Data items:
══════════

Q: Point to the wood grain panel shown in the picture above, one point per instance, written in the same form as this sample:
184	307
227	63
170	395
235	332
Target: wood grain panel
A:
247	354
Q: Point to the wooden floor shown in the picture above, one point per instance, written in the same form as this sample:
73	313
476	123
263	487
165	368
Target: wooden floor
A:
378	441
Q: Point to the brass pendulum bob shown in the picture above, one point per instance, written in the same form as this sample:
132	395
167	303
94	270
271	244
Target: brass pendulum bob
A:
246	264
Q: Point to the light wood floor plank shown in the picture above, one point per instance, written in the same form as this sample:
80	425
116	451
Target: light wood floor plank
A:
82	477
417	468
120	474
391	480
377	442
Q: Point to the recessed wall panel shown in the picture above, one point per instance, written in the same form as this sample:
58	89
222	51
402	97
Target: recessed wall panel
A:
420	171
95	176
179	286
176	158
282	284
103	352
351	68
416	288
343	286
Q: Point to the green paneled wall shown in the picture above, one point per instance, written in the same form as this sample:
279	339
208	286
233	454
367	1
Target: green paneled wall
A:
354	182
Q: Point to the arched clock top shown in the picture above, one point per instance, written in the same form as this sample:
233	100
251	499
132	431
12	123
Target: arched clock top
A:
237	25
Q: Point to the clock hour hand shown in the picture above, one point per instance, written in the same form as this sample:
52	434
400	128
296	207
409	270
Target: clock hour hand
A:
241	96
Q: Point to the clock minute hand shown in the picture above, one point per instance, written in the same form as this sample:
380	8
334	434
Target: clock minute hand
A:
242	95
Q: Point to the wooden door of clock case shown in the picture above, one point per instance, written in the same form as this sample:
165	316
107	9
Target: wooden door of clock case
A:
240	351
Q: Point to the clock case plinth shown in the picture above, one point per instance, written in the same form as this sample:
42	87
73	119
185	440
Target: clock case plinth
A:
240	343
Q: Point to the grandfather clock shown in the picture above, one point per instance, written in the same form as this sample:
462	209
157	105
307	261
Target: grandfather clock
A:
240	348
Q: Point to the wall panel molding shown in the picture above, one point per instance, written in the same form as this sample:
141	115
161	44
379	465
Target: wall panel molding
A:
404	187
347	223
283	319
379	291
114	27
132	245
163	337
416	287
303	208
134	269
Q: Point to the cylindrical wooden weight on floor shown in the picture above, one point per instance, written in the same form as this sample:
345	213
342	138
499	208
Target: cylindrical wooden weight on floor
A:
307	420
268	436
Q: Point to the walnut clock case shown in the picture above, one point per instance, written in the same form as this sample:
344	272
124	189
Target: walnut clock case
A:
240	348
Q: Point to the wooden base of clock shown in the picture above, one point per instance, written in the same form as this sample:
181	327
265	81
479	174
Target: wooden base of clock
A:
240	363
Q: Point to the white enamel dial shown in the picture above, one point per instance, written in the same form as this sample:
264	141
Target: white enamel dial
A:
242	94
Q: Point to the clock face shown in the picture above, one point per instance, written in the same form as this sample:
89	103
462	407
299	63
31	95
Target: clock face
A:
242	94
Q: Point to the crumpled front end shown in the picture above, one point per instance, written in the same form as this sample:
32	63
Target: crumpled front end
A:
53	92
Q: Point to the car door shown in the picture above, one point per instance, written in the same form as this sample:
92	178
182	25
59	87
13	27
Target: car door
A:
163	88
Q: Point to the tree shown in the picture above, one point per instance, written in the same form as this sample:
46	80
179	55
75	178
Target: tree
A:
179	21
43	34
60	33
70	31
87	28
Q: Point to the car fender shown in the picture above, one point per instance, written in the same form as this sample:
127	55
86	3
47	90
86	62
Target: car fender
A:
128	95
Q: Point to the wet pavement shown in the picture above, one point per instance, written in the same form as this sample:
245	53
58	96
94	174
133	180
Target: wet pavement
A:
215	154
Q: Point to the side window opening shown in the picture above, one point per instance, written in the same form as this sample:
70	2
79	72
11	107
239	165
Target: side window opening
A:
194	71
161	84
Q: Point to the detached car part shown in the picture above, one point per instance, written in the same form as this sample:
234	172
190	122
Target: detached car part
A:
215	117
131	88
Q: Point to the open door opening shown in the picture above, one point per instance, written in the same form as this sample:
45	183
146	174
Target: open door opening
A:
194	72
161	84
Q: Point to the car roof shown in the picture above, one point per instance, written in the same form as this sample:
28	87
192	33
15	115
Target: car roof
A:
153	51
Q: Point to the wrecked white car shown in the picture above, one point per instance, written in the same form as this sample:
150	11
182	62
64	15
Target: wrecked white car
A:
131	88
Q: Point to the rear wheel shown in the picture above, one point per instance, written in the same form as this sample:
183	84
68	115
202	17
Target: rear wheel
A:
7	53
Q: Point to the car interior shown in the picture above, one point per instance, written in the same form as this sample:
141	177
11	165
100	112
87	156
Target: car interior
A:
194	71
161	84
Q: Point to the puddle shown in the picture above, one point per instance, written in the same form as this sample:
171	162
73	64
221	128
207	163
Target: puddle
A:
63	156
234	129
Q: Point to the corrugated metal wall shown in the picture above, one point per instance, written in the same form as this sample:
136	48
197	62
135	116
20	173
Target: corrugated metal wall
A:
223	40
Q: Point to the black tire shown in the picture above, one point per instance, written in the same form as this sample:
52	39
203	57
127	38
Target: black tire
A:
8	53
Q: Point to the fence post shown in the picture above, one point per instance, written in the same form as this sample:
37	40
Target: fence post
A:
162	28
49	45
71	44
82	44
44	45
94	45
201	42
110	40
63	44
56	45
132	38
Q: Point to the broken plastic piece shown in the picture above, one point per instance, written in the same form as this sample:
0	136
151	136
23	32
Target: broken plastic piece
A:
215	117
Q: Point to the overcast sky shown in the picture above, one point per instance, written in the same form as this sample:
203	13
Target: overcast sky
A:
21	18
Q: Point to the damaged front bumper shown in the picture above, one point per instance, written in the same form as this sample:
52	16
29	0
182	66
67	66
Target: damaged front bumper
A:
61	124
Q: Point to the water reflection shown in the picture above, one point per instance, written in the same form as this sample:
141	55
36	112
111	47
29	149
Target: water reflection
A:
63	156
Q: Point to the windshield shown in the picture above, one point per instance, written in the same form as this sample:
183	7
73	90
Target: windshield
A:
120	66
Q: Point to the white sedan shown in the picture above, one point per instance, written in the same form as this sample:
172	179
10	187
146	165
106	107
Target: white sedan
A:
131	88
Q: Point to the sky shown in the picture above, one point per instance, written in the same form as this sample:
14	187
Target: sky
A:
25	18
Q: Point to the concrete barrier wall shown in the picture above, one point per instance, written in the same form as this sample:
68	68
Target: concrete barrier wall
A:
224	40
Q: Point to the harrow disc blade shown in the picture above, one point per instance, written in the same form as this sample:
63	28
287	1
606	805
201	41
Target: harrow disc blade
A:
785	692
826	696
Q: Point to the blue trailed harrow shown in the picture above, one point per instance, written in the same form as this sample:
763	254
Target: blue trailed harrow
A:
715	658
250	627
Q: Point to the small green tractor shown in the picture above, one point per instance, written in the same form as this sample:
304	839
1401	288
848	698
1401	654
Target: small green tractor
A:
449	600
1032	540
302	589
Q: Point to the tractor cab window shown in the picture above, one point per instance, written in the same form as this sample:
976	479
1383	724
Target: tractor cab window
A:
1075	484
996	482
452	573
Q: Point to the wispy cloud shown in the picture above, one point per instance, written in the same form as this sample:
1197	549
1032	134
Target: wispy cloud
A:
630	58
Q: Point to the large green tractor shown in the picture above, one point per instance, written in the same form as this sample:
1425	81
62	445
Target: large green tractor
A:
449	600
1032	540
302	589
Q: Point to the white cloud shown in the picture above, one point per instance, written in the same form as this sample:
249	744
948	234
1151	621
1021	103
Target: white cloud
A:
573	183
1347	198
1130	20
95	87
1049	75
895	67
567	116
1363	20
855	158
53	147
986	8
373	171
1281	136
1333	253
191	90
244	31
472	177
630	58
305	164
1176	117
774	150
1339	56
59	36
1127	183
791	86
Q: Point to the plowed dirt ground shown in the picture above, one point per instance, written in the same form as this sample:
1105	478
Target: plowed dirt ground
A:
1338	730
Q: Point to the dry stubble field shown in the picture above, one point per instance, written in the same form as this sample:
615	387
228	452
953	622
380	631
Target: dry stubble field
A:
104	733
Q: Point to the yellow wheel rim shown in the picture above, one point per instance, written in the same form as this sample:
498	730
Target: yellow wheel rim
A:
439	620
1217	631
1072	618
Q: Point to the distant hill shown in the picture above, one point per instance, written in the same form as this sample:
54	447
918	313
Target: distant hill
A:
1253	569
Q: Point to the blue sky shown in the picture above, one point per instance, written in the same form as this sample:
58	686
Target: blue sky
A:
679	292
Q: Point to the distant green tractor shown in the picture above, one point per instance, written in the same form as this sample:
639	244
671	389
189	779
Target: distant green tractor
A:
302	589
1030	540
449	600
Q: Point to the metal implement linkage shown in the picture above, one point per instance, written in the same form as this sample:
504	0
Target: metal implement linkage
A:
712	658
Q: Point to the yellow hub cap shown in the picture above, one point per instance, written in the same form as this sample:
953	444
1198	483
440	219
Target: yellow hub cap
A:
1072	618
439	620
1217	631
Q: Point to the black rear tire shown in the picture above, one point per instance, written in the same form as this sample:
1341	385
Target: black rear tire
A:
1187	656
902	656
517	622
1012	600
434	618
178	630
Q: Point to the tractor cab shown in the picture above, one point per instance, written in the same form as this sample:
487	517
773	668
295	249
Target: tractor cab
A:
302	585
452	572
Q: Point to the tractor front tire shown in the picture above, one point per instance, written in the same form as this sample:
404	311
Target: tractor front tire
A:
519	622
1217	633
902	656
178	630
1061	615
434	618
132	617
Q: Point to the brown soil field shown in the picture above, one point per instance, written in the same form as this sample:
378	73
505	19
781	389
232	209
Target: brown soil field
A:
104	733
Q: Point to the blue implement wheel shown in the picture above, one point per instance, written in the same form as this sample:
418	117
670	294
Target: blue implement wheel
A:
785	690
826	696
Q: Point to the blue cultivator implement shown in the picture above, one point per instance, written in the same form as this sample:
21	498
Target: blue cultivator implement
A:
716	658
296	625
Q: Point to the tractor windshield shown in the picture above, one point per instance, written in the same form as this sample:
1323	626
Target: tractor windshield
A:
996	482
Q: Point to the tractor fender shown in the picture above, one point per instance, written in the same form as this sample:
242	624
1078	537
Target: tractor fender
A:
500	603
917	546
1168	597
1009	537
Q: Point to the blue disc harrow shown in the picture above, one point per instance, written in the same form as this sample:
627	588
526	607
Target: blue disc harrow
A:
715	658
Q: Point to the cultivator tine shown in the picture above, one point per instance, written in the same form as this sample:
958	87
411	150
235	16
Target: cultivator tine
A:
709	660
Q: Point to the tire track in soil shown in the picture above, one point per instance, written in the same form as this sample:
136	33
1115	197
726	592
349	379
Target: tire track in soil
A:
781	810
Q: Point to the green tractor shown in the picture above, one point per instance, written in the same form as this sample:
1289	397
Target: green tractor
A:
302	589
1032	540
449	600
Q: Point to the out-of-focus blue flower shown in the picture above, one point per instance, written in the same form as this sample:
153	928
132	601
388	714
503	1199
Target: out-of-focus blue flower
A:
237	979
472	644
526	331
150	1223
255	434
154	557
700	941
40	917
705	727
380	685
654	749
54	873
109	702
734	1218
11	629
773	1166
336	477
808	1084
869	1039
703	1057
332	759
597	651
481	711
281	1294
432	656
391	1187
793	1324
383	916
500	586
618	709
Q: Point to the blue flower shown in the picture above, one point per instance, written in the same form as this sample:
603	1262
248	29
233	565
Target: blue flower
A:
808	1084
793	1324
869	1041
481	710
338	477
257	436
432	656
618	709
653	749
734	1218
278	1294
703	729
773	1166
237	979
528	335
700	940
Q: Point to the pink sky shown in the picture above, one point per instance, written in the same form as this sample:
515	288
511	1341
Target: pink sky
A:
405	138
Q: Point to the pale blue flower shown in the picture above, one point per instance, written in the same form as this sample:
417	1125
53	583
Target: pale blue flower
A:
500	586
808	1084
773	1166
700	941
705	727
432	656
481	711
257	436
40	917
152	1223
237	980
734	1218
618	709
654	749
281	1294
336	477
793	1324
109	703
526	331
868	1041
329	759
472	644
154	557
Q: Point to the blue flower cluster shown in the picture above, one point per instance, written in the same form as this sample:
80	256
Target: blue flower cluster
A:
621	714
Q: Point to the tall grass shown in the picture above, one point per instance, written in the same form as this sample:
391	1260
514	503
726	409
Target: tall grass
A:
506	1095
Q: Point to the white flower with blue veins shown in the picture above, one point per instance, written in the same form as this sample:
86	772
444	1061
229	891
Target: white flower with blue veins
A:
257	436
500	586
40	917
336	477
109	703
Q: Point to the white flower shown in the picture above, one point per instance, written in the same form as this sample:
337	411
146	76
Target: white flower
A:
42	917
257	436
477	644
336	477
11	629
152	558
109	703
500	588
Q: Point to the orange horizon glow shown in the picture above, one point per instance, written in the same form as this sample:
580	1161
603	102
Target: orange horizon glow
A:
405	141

══════════

Copy out exactly the lines from the line with "Q: Point to the white flower shown" to the end of the listing, including both of those lines, and give nothing else.

_WRITTEN RESPONSE:_
Q: Point to the white flower shown in the picture above, one point per instance, written in the same form as this sample:
337	411
146	76
Target: white flower
A:
42	917
257	436
477	644
336	477
11	629
152	558
109	703
500	588
Q: Point to the orange horizon glow shown in the picture above, one point per instance, written in the same form as this sample:
580	1161
603	102
Target: orange horizon glow
A:
405	141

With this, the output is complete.